**TASK DETAILS:** Rewrite the entries from the line with "Where can you spot the tree" up to and including the line with "pixel 57 735", putting "forest canopy" in place of "tree canopy" and changing nothing else.

**TASK INPUT:**

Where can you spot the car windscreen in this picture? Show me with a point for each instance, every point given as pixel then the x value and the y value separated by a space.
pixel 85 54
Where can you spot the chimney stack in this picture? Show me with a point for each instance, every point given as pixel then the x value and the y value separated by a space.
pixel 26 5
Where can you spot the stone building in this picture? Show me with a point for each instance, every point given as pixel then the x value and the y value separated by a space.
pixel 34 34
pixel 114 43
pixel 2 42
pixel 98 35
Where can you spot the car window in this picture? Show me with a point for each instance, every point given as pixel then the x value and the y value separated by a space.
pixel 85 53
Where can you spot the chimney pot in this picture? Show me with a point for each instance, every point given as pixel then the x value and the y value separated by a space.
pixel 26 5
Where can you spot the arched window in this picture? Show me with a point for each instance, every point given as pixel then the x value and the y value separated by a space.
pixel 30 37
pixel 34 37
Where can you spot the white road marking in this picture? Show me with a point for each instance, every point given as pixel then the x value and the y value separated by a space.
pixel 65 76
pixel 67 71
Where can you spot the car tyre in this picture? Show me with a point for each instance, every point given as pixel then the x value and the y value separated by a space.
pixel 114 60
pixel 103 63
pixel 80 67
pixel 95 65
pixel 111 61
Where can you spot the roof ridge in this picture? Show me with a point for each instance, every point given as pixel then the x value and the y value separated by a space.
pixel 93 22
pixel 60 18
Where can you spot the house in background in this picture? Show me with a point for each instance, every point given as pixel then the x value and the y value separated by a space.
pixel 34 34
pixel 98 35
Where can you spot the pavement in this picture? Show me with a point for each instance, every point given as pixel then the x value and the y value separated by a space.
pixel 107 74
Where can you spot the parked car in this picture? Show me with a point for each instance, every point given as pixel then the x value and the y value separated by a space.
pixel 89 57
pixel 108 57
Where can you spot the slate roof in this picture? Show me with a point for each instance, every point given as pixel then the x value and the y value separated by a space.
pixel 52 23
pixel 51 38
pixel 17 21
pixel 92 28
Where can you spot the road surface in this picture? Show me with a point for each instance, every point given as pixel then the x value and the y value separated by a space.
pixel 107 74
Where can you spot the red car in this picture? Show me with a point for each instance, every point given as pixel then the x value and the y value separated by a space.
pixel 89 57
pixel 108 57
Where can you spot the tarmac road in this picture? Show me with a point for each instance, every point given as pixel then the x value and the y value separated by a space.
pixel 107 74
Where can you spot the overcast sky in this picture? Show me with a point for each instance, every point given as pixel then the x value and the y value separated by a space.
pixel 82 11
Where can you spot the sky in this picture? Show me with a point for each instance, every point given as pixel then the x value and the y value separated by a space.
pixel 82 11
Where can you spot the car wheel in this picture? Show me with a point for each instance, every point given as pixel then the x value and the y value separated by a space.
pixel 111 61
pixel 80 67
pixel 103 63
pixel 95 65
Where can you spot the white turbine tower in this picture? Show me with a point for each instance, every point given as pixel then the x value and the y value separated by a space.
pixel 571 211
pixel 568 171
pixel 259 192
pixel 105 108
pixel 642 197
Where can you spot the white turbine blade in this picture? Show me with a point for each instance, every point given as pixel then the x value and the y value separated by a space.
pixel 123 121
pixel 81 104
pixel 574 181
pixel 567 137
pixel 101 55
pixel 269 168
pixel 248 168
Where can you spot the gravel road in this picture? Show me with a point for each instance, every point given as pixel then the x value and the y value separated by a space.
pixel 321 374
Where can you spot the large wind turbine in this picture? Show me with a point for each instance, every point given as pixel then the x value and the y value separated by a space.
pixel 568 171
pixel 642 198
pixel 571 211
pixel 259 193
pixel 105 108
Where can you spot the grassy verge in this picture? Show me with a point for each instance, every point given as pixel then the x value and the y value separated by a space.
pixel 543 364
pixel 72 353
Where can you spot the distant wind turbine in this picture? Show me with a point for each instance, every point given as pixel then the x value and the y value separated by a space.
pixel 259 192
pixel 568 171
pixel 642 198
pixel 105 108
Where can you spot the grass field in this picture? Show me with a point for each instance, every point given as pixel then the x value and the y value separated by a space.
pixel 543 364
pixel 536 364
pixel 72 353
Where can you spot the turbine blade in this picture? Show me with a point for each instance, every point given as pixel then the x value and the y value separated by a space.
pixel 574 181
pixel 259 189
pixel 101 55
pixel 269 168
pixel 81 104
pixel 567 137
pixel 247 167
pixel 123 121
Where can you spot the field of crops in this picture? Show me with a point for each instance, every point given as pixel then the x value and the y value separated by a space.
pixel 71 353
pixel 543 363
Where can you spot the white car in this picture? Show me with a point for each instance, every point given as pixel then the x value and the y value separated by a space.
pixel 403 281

==

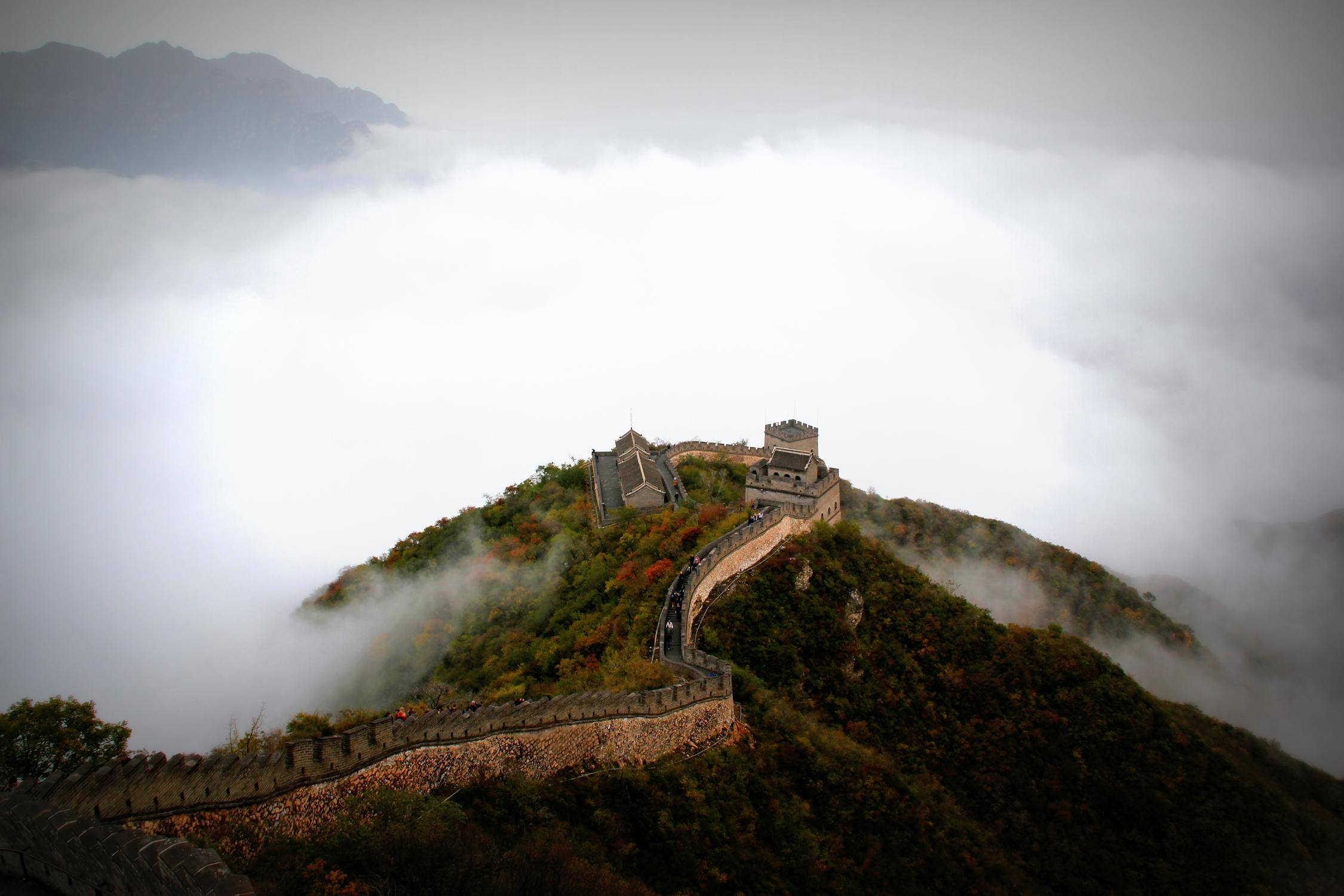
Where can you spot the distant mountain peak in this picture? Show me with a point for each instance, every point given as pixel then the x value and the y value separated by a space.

* * *

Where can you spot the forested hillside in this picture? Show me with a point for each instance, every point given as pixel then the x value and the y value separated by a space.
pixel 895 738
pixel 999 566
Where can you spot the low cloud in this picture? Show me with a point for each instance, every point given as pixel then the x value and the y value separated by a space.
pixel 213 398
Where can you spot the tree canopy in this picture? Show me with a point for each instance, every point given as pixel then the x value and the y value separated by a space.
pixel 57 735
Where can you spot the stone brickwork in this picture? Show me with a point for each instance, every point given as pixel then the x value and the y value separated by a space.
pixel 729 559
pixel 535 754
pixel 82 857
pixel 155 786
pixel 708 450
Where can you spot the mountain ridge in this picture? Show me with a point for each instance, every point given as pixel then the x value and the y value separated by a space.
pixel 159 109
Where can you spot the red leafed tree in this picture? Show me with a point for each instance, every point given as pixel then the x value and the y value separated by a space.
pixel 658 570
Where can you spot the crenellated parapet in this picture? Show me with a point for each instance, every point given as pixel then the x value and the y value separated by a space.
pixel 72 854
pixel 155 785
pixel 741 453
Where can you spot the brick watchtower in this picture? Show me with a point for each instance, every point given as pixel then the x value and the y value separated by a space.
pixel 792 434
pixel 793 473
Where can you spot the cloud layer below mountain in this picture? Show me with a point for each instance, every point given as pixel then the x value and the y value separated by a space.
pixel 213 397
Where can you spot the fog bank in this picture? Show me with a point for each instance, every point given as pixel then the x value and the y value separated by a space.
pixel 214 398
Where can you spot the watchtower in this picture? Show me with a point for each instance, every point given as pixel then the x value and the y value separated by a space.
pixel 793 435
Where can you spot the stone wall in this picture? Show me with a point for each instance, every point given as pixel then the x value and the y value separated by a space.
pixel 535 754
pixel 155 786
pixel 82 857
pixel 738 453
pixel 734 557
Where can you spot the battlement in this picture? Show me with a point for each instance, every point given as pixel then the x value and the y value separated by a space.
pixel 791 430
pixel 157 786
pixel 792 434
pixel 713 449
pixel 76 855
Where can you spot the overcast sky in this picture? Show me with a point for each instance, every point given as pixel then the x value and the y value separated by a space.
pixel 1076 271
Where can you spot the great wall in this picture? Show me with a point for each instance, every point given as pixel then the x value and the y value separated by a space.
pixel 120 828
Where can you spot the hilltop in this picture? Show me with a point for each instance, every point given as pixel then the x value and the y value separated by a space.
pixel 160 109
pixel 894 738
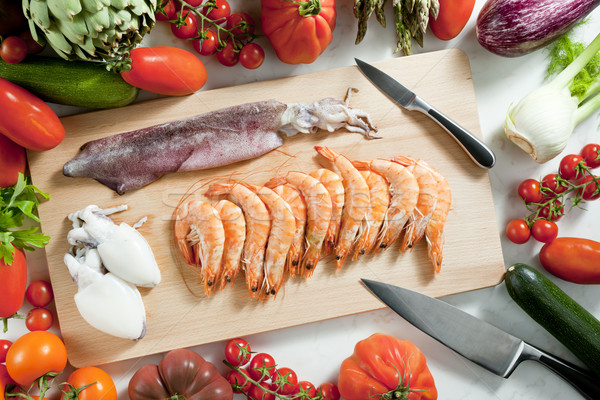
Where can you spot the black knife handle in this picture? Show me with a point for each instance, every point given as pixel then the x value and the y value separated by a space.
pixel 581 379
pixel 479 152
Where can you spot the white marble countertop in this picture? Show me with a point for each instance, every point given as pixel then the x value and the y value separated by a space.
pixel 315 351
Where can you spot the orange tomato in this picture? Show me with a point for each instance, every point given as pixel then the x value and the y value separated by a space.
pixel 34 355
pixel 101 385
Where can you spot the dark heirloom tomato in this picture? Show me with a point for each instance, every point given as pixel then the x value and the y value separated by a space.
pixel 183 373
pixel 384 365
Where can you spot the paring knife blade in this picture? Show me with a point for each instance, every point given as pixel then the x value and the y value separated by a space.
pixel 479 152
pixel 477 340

**THE REPLY:**
Where can you spot the forest canopy in this picture? Show me with a point for each instance, every point given as pixel then the x value and the y value separated by a space.
pixel 57 735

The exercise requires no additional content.